Report every line in the entries below that contains the string "negative", matching case exactly.

**THE RECORDS**
________________________________________

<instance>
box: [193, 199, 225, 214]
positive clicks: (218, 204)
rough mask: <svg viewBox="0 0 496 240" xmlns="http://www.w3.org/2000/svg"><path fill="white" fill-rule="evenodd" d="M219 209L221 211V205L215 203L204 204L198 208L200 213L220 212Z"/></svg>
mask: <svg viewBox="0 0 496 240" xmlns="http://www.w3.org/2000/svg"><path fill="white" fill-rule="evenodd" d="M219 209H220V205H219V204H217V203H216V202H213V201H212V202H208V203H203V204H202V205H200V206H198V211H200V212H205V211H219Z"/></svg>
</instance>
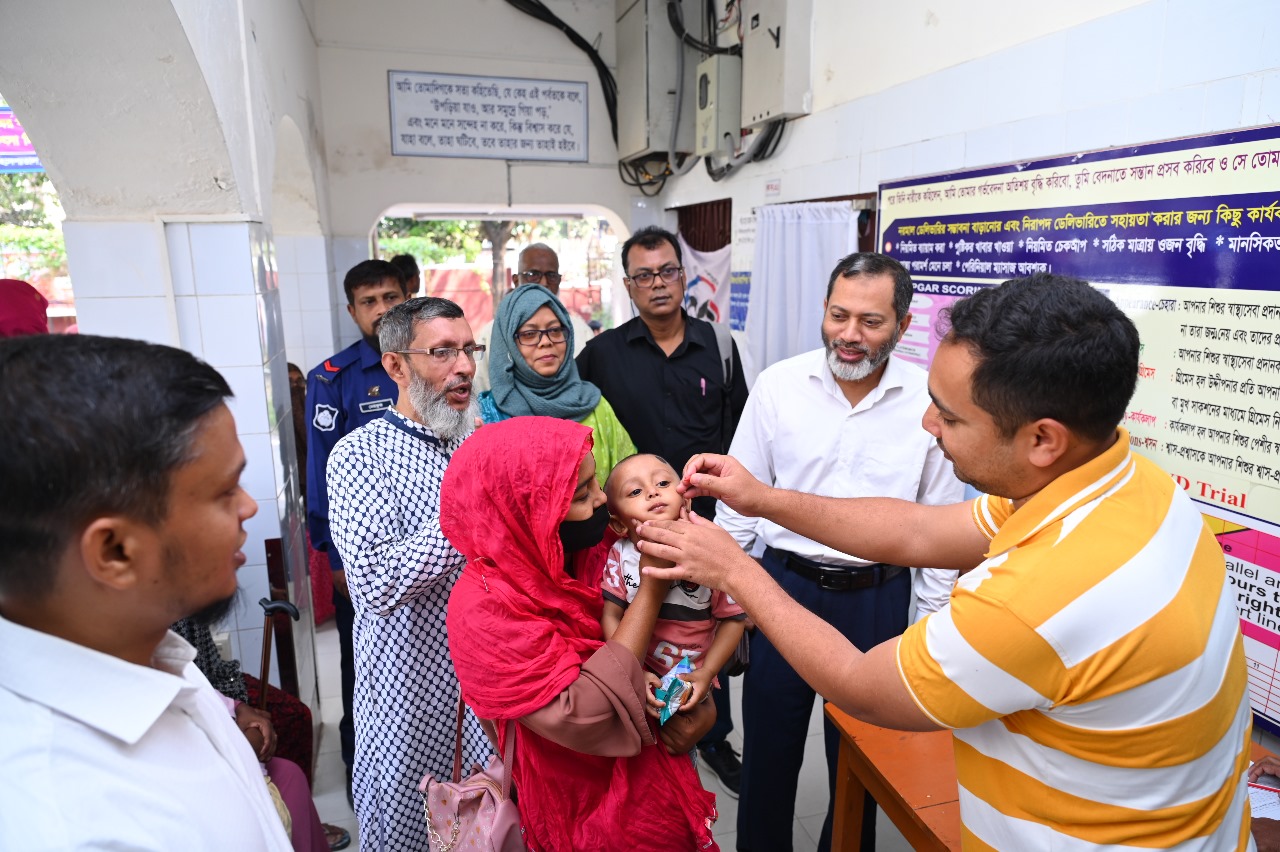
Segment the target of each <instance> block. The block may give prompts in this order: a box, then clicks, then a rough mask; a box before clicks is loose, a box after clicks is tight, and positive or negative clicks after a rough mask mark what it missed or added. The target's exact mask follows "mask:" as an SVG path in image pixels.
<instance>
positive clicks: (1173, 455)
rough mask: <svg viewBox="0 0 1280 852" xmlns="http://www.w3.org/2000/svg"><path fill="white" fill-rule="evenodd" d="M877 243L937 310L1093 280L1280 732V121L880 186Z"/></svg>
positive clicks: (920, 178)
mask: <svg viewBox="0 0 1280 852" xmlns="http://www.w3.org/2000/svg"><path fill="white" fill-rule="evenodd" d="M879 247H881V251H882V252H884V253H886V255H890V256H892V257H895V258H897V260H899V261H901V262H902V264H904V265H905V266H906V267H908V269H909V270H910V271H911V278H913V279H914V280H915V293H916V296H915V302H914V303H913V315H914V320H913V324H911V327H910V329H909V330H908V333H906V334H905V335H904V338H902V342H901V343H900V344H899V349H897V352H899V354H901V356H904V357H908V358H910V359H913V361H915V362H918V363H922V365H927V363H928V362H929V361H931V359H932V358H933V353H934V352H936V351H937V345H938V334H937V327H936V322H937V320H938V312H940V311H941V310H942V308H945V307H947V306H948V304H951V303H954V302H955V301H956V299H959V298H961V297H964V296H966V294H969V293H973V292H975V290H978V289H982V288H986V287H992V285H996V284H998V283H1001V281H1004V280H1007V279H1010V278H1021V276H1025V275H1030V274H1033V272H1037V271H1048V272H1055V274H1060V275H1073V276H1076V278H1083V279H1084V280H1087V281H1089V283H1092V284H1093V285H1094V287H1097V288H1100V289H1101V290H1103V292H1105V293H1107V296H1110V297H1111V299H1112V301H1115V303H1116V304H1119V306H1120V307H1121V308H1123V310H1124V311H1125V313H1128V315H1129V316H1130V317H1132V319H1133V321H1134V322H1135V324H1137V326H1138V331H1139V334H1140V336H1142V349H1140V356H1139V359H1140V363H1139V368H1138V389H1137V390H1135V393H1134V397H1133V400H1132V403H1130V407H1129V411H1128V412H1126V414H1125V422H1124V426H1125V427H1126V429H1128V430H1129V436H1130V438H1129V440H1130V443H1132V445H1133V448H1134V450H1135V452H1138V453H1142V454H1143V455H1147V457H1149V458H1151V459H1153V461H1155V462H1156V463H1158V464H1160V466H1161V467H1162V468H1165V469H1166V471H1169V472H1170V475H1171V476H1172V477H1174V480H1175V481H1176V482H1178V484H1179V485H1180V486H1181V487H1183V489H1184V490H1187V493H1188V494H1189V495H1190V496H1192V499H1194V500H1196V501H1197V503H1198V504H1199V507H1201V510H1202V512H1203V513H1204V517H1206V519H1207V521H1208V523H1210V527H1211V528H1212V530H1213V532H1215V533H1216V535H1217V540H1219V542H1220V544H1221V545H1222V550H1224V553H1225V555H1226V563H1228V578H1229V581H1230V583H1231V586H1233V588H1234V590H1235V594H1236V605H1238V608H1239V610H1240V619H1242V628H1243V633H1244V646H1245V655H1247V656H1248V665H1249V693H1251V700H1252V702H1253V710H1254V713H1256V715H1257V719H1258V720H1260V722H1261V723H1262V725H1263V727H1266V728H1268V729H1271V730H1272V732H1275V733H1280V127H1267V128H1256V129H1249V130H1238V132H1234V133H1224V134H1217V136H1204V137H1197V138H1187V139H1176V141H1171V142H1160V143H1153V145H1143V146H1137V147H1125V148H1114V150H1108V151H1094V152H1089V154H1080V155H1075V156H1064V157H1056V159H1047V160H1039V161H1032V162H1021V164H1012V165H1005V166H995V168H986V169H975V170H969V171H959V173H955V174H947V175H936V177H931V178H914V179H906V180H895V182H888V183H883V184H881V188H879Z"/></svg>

________________________________________

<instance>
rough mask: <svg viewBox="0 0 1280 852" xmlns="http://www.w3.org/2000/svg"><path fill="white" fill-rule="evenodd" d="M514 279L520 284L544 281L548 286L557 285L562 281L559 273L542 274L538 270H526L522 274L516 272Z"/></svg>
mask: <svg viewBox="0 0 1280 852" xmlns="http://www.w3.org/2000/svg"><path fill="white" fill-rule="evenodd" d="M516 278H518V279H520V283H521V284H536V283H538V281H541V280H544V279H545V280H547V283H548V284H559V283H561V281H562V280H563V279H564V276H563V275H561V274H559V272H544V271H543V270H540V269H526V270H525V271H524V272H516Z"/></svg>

________________________________________

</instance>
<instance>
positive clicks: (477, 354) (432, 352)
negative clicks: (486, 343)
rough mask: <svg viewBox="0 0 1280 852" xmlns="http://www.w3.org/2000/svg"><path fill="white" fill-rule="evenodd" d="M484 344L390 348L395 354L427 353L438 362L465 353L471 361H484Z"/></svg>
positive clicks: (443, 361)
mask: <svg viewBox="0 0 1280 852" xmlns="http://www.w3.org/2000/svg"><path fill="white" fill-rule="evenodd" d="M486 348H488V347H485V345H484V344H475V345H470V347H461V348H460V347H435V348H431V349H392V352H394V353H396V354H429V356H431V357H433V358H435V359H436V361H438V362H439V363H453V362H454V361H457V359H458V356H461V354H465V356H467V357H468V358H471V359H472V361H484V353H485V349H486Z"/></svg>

________________________________________

**EXERCISE OUTPUT**
Segment the target of each <instance> block. The block may give prompts in this order: a box, then clicks, then a rough mask; a box before clicks is loose, a box after clicks is tight, and positive or negative clicks after a rough mask mark what it missed or added. The target's exact mask follows "mask:" as an SVG path in image pixels.
negative clicks: (486, 343)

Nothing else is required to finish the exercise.